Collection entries
============
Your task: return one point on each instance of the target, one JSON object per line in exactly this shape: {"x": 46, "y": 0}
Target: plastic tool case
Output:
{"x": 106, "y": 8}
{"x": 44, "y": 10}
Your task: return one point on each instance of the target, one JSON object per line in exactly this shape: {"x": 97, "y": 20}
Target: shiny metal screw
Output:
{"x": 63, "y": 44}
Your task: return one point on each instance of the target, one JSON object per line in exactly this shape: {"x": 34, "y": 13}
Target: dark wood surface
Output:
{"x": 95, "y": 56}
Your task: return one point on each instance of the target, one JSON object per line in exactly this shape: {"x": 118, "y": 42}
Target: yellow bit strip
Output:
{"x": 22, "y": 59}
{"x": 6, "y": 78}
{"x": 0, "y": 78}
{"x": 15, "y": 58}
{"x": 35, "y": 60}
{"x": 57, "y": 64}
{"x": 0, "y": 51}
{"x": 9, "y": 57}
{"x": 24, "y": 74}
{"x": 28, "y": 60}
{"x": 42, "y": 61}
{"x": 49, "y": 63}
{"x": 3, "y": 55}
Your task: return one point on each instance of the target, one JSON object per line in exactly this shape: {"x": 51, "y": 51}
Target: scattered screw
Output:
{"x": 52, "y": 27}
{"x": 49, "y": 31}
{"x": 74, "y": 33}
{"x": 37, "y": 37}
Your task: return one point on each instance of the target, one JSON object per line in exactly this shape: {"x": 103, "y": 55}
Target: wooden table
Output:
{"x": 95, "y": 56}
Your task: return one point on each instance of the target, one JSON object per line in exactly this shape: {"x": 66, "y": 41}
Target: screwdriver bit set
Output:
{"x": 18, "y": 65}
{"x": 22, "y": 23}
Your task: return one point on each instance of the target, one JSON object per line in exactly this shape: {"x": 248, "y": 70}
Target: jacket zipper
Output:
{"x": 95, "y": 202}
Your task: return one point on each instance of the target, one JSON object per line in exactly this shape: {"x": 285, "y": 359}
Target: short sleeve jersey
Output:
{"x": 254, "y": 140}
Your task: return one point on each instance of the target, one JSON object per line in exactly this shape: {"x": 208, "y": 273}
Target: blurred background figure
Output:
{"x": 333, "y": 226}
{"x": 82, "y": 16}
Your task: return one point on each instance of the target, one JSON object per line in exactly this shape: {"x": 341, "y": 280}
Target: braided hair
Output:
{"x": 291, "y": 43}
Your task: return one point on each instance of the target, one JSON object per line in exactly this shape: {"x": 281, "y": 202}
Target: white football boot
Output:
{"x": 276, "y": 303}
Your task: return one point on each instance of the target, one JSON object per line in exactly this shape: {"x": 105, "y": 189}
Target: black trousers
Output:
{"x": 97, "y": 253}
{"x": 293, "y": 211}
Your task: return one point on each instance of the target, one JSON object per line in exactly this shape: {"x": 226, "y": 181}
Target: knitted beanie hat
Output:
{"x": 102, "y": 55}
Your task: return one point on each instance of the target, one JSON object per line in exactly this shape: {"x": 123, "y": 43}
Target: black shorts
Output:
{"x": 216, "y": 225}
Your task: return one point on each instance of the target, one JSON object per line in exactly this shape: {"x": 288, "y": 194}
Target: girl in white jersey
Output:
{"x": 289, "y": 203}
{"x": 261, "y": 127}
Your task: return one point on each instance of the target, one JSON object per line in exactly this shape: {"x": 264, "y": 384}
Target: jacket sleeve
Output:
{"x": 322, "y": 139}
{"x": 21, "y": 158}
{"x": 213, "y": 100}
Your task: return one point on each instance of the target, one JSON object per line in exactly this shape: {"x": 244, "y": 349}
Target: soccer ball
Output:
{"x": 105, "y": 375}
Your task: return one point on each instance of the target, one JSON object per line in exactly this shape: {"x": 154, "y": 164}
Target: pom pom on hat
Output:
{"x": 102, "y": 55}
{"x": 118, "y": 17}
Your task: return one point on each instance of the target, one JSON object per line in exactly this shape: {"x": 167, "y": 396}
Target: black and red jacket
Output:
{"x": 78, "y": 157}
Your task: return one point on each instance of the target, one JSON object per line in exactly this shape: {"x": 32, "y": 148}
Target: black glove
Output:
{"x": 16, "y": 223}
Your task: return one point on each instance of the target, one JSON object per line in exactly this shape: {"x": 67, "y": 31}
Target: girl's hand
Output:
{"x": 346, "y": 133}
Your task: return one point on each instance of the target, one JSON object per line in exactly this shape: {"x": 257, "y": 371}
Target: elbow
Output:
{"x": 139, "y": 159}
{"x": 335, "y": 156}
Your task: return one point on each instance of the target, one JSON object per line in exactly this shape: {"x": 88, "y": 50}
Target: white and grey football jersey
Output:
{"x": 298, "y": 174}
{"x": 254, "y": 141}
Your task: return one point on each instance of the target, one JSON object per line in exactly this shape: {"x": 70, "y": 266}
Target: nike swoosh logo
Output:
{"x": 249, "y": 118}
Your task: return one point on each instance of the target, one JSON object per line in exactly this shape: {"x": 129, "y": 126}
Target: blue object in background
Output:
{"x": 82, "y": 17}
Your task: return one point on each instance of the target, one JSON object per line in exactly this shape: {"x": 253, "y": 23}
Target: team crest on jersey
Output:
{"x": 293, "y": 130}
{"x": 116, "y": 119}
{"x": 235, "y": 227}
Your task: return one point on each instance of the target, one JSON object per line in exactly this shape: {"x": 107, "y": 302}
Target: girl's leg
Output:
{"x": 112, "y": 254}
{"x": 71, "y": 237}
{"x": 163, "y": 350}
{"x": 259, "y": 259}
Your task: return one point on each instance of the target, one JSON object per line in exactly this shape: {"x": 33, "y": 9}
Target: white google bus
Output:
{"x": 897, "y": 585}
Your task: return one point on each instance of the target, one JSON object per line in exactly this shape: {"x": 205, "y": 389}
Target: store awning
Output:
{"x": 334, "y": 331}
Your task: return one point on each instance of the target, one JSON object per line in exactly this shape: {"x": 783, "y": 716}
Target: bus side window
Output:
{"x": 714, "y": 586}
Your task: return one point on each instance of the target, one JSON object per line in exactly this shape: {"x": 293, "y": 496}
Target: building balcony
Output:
============
* TASK BRIEF
Report back every line of the entries in which "girl" occurs.

* OUTPUT BELOW
Target: girl in white jersey
Target: girl's hand
Target: girl's leg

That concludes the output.